- Born: April 5, 1927 Taiyuan, Shanxi Province, China
- Died: October 16, 2010 (aged 83) Granada Hills, California, U.S.
- Occupation: Actor
- Years active: 1948, 1964–2008
- Relatives: Ji Chaoding (brother); Ji Chaozhu (brother); ;

= Chao-Li Chi =

Chinese-born American actor and dancer (1927–2010)

Chao-Li Chi (冀朝理 (Jì Cháolǐ); April 5, 1927 – October 16, 2010) was a Chinese-American actor and dancer who worked extensively in American television, including his best known role as Chao-Li, the faithful majordomo and chauffeur of Jane Wyman's character in Falcon Crest. His film credits include Big Trouble in Little China, The Joy Luck Club, The Nutty Professor, Wedding Crashers and The Prestige. He was featured in the short film by Maya Deren Meditation on Violence, in 1948.

Chi was a member of a prominent and influential Shanxi political dynasty. His brothers included the economist Ji Chaoding, and diplomat and UN Under-Secretary General Ji Chaozhu.

==Early life and education==
Chi was born in Shanxi, China, on April 5, 1927. Both his father and grandfather were prominent in local politics. His older brother, Ji Chaoding, was an economist and left-wing political activist. His younger brother Ji Chaozhu was a translator, diplomat, and later Under-Secretary General of the United Nations.

In 1939, when Chi was 11-years old, he and his elder brother Chaoding left China as refugees from the Japanese invasion of China. They settled in New York City, where Chaoding was attending Columbia University and would later work as a trade representative for the Nationalist government. Chi obtained a bachelor's degree from St. John's College, in Annapolis, Maryland. Chi also earned a master's degree from New York University and a second master's degree from The New School, which was known as the New School for Social Research at the time.

---+---

Objective a>
Answer these questions about the Chao-Li Chi profile:
(i) In what place did Chi die?
(ii) What role is Chi best known for?
(iii) From which college did Chi obtain his bachelor's degree?
The records below have no connection to the text above.

Dataset>
---+---

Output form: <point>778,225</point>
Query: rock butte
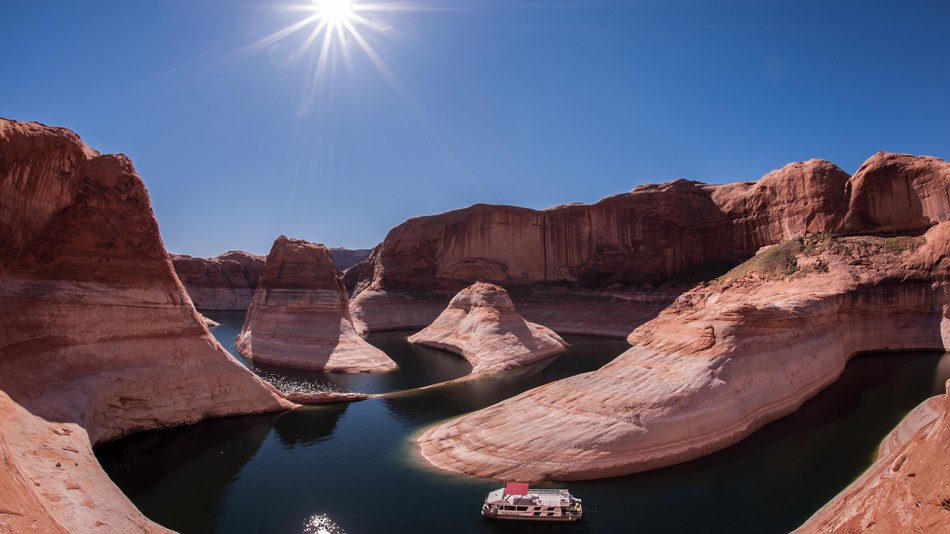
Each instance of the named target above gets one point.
<point>97,336</point>
<point>99,340</point>
<point>482,324</point>
<point>718,364</point>
<point>226,282</point>
<point>300,318</point>
<point>608,267</point>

---+---

Objective b> Swap "rock butte" for "sandstone mesa" in the records, starting with their first line and going on through the line that contains "<point>300,318</point>". Write those lines out again with nothing else changed, and leave the pictures out.

Correct output a>
(i) Granada Hills, California, U.S.
(ii) Chao-Li, the faithful majordomo and chauffeur of Jane Wyman's character in Falcon Crest
(iii) St. John's College, in Annapolis, Maryland

Correct output b>
Output form: <point>778,225</point>
Query: sandstone mesa
Each instance of the named target above gets one point.
<point>97,336</point>
<point>99,340</point>
<point>482,324</point>
<point>718,364</point>
<point>226,282</point>
<point>300,318</point>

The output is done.